*FRAGMENTO DEL DOCUMENTO*:
* * * *
Después de tres meses y medio de los acontecimientos, he tenido el gran honor de hablar personalmente con el presidente traicionado, y sitiado en la embajada de Brasil, donde está viviendo con su esposa y sus 60 fieles compañeros.
Cuando secuestraron Zelaya, todo el mundo "se quedó con la boca abierta", con un sabor amargo y desagradable, que recordaba el trágico 11 de septiembre de 1973 en Chile, y que empezó a caer en nuestras gargantas. Fue una sensación rápida, con ardor en los ojos, en la nariz, en la garganta, como la que provocan los gases lacrimógenos a la población hondureña, mientras la reprimen injustamente, cuando exige el retorno de su presidente.
Una vez más, los yanquis piensan que pueden destruir en unas horas, como si fuera un poco de basura, lo que un pobre pueblo, pero honesto y tremendamente solidario, construyó.
Ellos, los yanquis tienen su mente todavía en los años 70, cuando un golpe de Estado en Honduras paralizaba el país durante sólo medio día: si sucedía por la mañana, ya en las escuelas por la tarde todo regresaba tranquilo y las tiendas habían reanudado su ritmo normal, los ricos salían a ganar dinero y a robar, y los pobres a pagar.
Pero algo esta vez palpitó en el pecho y en la mente del pueblo hondureño y dijo: ¡BASTA!
Es cierto que ningún país extranjero ha reconocido al nuevo gobierno de facto de Roberto Gorilletti, perdón Micheletti, (excluyendo Israel, que sabemos que no brilla por la democracia, la objetividad y la solidaridad, un país donde su gobierno sionista no tiene miedo matar a sangre fría mujeres y niños palestinos desarmados, cuyo único delito es sólo creer en otro Dios); es cierto que los organismos internacionales como la ONU y la OEA categóricamente condenaron el hecho, pero, el verdadero protagonista de este proceso revolucionario totalmente nuevo, es absolutamente el pueblo hondureño.
En un momento, después de aquel 28 de junio, como por arte de magia, algo sacudió la conciencia de los hombres y las mujeres de Honduras de buena voluntad, la gente que hasta el día antes no estaban interesados en la política, han decidido salir a la calles y decir "no" al golpe de Estado.
El presidente elegido democráticamente, Mel, como lo llaman cariñosamente sus seguidores, logró regresar a su país sólo el 21 de septiembre y en modo clandestino, para esconderse en la embajada de Brasil.
* * * *
*EXTRACTO DEL LISTADO*:
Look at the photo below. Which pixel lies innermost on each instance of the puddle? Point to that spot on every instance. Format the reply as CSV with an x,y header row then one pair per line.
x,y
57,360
* * * *
*PROBLEMAS POR RESOLVER*:
1. Según el fragmento sobre Honduras, ¿en qué fecha logró regresar a su país el presidente elegido democráticamente?
2. Por favor, devuelve tal cual del fragmento sobre Honduras el pasaje que empieza en las palabras "En un momento, después" y termina después de "golpe de Estado.".
El listado es material aparte, independiente del fragmento sobre Honduras.

*RESULTADOS POR TAREA*:
1. El 21 de septiembre.

2.
En un momento, después de aquel 28 de junio, como por arte de magia, algo sacudió la conciencia de los hombres y las mujeres de Honduras de buena voluntad, la gente que hasta el día antes no estaban interesados en la política, han decidido salir a la calles y decir "no" al golpe de Estado.